# [Task]
Turn the paragraph in the architecture reference that begins "Lifecycle: 1. Load configuration" into a short bulleted list, keeping every step in order.

Architecture Reference¶
Hector's architecture is designed for production deployments with observability, security, and A2A-native federation.
High-Level Architecture¶
┌─────────────────────────────────────────────────────────────┐
│ HTTP/gRPC Server │
│ ┌────────────┬────────────┬────────────┬──────────────┐ │
│ │ Discovery │ A2A API │ Metrics │ Health │ │
│ └────────────┴────────────┴────────────┴──────────────┘ │
└─────────────────────────┬───────────────────────────────────┘
│
┌─────────────────────────▼───────────────────────────────────┐
│ Runtime │
│ ┌──────────────────────────────────────────────────────┐ │
│ │ Agent Registry │ LLM Providers │ Tool Registry │ │
│ └──────────────────────────────────────────────────────┘ │
│ ┌──────────────────────────────────────────────────────┐ │
│ │ Session Service │ Memory Index │ Checkpoint Mgr │ │
│ └──────────────────────────────────────────────────────┘ │
└─────────────────────────┬───────────────────────────────────┘
│
┌─────────────────┼─────────────────┐
│ │ │
┌───────▼────────┐ ┌──────▼──────┐ ┌───────▼────────┐
│ LLM Providers │ │ Vector DBs │ │ Databases │
│ - OpenAI │ │ - Chromem │ │ - SQLite │
│ - Anthropic │ │ - Qdrant │ │ - Postgres │
│ - Gemini │ │ - Pinecone │ │ - MySQL │
│ - Ollama │ └─────────────┘ └────────────────┘
└────────────────┘
Core Components¶
Runtime¶
The runtime is the central component that manages agent lifecycle:
Responsibilities:
- Build LLM providers from configuration
- Create embedders for semantic search
- Initialize tools and toolsets
- Construct agents with dependencies
- Manage RAG document stores
- Setup session and memory services
- Coordinate hot reload
Lifecycle: 1. Load configuration 2. Create LLM providers 3. Initialize embedders 4. Build tools and toolsets 5. Create agents 6. Setup persistence (sessions, tasks) 7. Start observability
Dependency Graph:
Agents
├─> LLMs
├─> Tools
│ └─> Toolsets
│ └─> MCP Servers (optional)

# [Information provided]
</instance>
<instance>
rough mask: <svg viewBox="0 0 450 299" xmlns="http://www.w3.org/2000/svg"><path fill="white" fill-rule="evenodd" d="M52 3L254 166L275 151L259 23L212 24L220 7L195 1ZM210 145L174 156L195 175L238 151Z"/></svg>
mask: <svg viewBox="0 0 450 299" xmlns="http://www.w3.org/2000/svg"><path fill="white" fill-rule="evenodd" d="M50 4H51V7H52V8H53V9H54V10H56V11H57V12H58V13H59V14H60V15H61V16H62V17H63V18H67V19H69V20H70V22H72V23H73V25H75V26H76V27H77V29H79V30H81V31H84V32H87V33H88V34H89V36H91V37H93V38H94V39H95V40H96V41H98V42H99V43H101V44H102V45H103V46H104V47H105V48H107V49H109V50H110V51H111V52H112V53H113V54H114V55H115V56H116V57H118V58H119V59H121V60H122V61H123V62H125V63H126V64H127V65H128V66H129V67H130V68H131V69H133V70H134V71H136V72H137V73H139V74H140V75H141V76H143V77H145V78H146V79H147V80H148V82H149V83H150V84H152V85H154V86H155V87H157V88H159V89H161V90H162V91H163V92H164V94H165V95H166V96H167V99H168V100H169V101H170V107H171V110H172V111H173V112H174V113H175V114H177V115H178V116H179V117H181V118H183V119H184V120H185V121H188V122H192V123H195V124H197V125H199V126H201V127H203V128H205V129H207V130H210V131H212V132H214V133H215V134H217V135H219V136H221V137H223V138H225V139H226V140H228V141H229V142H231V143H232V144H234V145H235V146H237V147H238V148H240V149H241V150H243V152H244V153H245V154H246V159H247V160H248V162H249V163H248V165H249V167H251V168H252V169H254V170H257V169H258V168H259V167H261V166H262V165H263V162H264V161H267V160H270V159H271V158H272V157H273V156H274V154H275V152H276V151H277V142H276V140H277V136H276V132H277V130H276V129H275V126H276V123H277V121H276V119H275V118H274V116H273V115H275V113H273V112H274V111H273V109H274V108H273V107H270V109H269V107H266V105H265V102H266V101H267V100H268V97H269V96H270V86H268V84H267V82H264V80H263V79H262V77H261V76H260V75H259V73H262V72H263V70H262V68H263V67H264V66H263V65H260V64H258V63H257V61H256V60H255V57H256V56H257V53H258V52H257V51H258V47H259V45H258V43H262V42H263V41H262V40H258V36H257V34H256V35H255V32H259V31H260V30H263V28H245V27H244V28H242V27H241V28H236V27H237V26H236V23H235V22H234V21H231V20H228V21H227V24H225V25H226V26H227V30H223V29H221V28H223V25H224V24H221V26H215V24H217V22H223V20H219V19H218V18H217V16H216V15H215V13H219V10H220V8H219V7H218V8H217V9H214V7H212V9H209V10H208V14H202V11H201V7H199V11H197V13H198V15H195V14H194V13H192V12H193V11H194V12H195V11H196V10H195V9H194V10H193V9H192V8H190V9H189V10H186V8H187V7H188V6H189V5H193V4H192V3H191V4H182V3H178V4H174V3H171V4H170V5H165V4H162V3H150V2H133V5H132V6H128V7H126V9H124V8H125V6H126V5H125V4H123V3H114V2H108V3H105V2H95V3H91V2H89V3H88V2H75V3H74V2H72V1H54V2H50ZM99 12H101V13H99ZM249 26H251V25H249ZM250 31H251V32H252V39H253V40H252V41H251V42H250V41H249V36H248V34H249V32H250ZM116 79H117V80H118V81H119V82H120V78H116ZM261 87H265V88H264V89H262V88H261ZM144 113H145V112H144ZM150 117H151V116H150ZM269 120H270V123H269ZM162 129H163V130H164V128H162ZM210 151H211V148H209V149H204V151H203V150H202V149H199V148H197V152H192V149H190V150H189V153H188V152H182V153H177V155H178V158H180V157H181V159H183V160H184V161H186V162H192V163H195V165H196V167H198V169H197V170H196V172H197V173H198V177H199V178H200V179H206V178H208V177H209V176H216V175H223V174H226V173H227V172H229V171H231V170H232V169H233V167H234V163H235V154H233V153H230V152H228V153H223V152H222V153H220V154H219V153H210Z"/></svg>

# [Answer to this task]
- Load configuration
- Create LLM providers
- Initialize embedders
- Build tools and toolsets
- Create agents
- Set up persistence (sessions, tasks)
- Start observability